### Passage to read
Is the rationale for developing the new software tool clearly explained?

Partly
Is the description of the software tool technically sound?

Yes
Are sufficient details of the code, methods and analysis (if applicable) provided to allow replication of the software development and its use by others?

Yes
Is sufficient information provided to allow interpretation of the expected output datasets and any results generated using the tool?

Partly
Are the conclusions about the tool and its performance adequately supported by the findings presented in the article?

Partly

Competing Interests

No competing interests were disclosed.

Reviewer Expertise

Statistical methods for infectious disease epidemiology, mathematical models of epidemics, epidemiologic methods, causal inference, survival analysis

Respond to this report

Responses (1)

Author Response

16 Jun 2021

Alexis Robert, Centre for the Mathematical Modelling of Infectious Diseases, London School of Hygiene & Tropical Medicine, London, WC1E 7HT, UK

Thank you for your thoughtful comments on this paper. Please find our responses below

We agree that the limitations associated with the use of transmission trees should have been described in more detail. We have added a paragraph in the Discussion to list the main limitations associated with the use of cluster size distribution and transmission trees, and explain their value in infectious disease epidemiology.

### Information shown

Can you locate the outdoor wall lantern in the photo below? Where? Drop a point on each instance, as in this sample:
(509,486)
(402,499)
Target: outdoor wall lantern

### List of tasks
1) From the review text, reproduce the passage between "Respond to this" and "infectious disease epidemiology.", inclusive.
2) In the review text, what did the authors add to the Discussion in response to the comments?

### Written answers
1)
Respond to this report

Responses (1)

Author Response

16 Jun 2021

Alexis Robert, Centre for the Mathematical Modelling of Infectious Diseases, London School of Hygiene & Tropical Medicine, London, WC1E 7HT, UK

Thank you for your thoughtful comments on this paper. Please find our responses below

We agree that the limitations associated with the use of transmission trees should have been described in more detail. We have added a paragraph in the Discussion to list the main limitations associated with the use of cluster size distribution and transmission trees, and explain their value in infectious disease epidemiology.

2) A paragraph listing the main limitations of using cluster size distribution and transmission trees and explaining their value in infectious disease epidemiology.